What to work on: Update the rows that follow by changing every "Example usage" to "Sample usage", and leave everything else the same.

Input material:
▼
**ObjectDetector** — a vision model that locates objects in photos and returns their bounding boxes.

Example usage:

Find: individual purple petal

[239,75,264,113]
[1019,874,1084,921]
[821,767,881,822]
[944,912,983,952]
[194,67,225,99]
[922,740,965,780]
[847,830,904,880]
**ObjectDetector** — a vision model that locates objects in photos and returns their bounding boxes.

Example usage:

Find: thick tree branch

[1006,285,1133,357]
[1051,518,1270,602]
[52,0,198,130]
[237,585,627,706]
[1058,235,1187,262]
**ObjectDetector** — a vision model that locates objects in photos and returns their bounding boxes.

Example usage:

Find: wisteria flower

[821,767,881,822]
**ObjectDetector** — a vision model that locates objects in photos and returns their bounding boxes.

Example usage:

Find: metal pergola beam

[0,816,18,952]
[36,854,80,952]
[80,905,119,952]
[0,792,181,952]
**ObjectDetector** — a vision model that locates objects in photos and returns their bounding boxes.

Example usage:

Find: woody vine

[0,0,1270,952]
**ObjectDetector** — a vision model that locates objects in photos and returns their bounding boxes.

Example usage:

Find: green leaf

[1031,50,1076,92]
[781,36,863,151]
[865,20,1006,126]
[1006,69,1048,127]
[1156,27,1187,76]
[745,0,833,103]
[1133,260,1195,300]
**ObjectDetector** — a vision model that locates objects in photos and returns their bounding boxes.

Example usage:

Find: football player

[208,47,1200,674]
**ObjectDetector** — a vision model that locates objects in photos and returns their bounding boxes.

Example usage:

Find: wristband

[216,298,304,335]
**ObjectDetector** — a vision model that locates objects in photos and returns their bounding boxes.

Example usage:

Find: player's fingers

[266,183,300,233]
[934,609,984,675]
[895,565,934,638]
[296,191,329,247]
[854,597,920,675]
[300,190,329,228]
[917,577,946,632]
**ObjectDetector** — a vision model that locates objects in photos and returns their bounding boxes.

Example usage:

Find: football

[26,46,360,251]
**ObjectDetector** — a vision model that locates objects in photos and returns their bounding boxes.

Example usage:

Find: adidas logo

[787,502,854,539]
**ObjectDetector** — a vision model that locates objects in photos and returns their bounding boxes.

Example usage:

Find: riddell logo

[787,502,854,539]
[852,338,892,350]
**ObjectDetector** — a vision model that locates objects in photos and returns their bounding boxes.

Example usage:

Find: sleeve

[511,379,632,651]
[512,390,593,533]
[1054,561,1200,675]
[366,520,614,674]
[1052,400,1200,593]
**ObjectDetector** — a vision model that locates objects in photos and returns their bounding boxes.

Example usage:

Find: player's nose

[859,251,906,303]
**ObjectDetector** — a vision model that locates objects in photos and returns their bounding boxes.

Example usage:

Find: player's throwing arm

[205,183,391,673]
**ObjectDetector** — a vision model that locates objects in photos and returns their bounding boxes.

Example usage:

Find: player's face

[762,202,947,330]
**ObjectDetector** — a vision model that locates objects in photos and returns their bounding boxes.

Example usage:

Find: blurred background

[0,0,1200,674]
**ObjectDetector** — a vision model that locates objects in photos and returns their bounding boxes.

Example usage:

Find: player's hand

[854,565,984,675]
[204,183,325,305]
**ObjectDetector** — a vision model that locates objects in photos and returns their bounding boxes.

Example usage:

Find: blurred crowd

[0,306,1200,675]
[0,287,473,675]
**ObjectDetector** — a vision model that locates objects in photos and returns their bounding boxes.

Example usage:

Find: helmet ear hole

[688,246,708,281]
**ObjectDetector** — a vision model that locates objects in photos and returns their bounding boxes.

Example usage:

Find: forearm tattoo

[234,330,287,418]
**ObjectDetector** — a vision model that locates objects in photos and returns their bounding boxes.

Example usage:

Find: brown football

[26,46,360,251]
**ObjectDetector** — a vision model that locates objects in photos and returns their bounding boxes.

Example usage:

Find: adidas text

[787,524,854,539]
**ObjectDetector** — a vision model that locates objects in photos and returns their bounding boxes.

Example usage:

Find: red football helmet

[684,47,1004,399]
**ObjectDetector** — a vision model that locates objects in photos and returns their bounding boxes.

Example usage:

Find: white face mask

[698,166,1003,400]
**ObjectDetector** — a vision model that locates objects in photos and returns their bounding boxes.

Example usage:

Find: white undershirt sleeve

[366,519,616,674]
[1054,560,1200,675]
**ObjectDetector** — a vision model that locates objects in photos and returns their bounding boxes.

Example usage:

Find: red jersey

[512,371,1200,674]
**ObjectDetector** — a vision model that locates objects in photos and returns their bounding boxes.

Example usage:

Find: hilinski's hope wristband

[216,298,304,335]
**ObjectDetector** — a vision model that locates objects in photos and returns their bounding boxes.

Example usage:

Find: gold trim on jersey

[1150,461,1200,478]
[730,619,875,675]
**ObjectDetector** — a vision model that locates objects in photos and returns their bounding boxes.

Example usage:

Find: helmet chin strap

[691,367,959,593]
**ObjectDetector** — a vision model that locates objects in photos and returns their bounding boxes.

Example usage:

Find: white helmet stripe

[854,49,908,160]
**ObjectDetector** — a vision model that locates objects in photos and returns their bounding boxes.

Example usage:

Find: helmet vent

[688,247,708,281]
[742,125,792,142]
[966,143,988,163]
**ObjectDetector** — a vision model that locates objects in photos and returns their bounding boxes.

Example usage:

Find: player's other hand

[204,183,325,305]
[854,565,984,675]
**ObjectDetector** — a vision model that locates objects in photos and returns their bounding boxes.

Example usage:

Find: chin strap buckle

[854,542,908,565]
▲
Response for this exercise:
**ObjectDetector** — a vision model that locates objects in photos and returns their bounding boxes.

Sample usage:

Find: individual purple petal

[239,75,264,113]
[1019,874,1084,921]
[821,767,881,822]
[944,912,983,952]
[194,67,225,99]
[922,740,965,780]
[847,830,904,880]
**ObjectDetector** — a vision model that locates objects in photos and returns their bounding boxes.

Sample usage:

Find: thick tree branch

[1006,285,1133,357]
[1051,518,1270,602]
[52,0,198,130]
[237,585,627,706]
[1058,235,1187,262]
**ObjectDetector** — a vision model that locates objects in photos and returns their bounding boxes.

Sample usage:

Find: wisteria flower

[821,767,881,822]
**ObjectDetector** — a vision model that locates objects in photos and returns their bounding boxes.

Sample usage:

Find: metal pergola beam

[0,816,18,952]
[36,854,80,952]
[80,905,119,952]
[0,792,181,952]
**ObjectDetector** — a vision model that locates objects in photos and returns their bounding boxes.

Sample usage:

Find: woody vine

[0,0,1270,952]
**ObjectDetector** — a vision model that locates objects in photos and returns their bounding boxes.

Sample usage:

Find: green leaf

[1031,50,1076,92]
[781,36,863,151]
[865,20,1006,126]
[1006,69,1048,127]
[1156,27,1187,76]
[745,0,833,103]
[1133,260,1195,300]
**ObjectDetector** — a vision model that locates objects in photos and returns their bounding boxes.

Sample usage:

Find: football player

[208,47,1200,674]
**ObjectDetector** — a vision model that locates objects in photos and returns their bounding boxes.

Sample usage:

Find: wristband

[216,298,304,335]
**ObjectDetector** — a vision model that locates objects in photos and returns their bounding boxes.

Sample usage:

Find: player's fingers

[266,183,300,233]
[934,609,984,675]
[895,565,934,638]
[296,191,329,247]
[854,597,920,675]
[300,190,329,228]
[917,577,946,632]
**ObjectDetector** — a vision model that locates objects in photos and returns their bounding boxes.

Sample usage:

Find: football

[26,46,360,251]
**ObjectDetector** — a vision model that locates objects in photos and returns their bounding boxes.

Sample usage:

Find: adidas logo

[787,502,854,539]
**ObjectDetector** — a vision model that locates objects in photos and returns their bounding boxes.

Sample usage:

Find: riddell logo

[787,502,854,539]
[852,338,892,350]
**ObjectDetector** — a vision model that locates objects in photos and returns their bounding boxes.

Sample usage:

Find: sleeve

[511,379,632,651]
[512,390,593,533]
[1054,561,1200,675]
[366,520,614,674]
[1052,400,1200,593]
**ObjectDetector** — a vision model that locates objects in photos and returns their bounding boxes.

Sample usage:

Find: player's nose

[859,251,906,303]
**ObjectDetector** — a vision model that locates objects in photos and returns their bounding boxes.

Sample usage:

Find: player's throwing arm

[205,183,391,673]
**ObjectDetector** — a vision model that locates objects in photos and returns their bounding boxes.

Sample usage:

Find: player's face

[762,202,947,330]
**ObjectDetector** — a vision model that locates objects in photos and returns their bounding boxes.

Sample usage:

Find: blurred background

[0,0,1200,674]
**ObjectDetector** — a vision model that locates objects in photos and returns their bounding boxes.

Sample usage:

Find: player's hand

[854,565,984,675]
[204,183,325,305]
**ObjectDetector** — a vision model that locates objects in photos and returns their bounding boxes.

Sample usage:

Find: blurred crowd

[0,306,1200,675]
[0,287,473,675]
**ObjectDetector** — a vision model that locates objects in photos and returns their bounding boxes.

Sample usage:

Find: helmet ear hole

[688,246,708,281]
**ObjectDetector** — a vision model that locates objects in photos and returns their bounding boxes.

Sample usage:

Find: forearm tattoo

[234,330,287,418]
**ObjectDetector** — a vision model that locates objects in photos and returns their bounding boxes.

Sample usage:

Find: brown football

[26,46,360,251]
**ObjectDetector** — a vision model that locates objects in photos and returns their bounding boxes.

Sample usage:

Find: adidas text

[787,524,854,539]
**ObjectDetector** — a vision model that locates objects in photos and returns their bounding boxes.

Sample usage:

Find: red football helmet

[684,47,1004,399]
**ObjectDetector** — a vision model that locates objects in photos and returns their bounding boxes.

Sample usage:

Find: white face mask

[698,166,1003,400]
**ObjectDetector** — a vision model that locates objects in photos and returns their bounding boxes.

Sample usage:

Find: white undershirt sleeve

[366,519,616,674]
[1054,560,1200,675]
**ObjectDetector** — a vision model that locates objects in photos and returns their bounding boxes.

Sample usage:

Find: red jersey

[512,371,1200,674]
**ObjectDetector** — a vision model that locates objects in photos and returns their bounding boxes.

Sample usage:

Find: hilinski's hope wristband

[216,298,304,335]
**ObjectDetector** — a vision model that locates objects in photos and returns their bounding boxes.

Sample usage:

Find: gold trim on jersey

[1150,461,1200,478]
[730,619,875,675]
**ObjectDetector** — a vision model that locates objects in photos and returns their bounding boxes.

Sample usage:

Find: helmet chin strap

[691,367,959,593]
**ObjectDetector** — a vision model that locates objects in photos and returns their bounding boxes.

Sample usage:

Find: white helmet stripe

[854,49,908,160]
**ObjectDetector** — a vision model that locates objects in photos and returns their bounding boxes.

Sample usage:

Find: helmet vent

[688,247,708,281]
[742,125,792,142]
[966,143,988,163]
**ObjectDetector** — a vision model that locates objects in photos and returns their bounding boxes.

Sample usage:

Find: player's other hand

[204,183,325,305]
[854,565,984,675]
**ObjectDetector** — a vision model that locates objects in photos and returns their bounding boxes.

Sample usage:

Find: chin strap buckle

[854,542,908,565]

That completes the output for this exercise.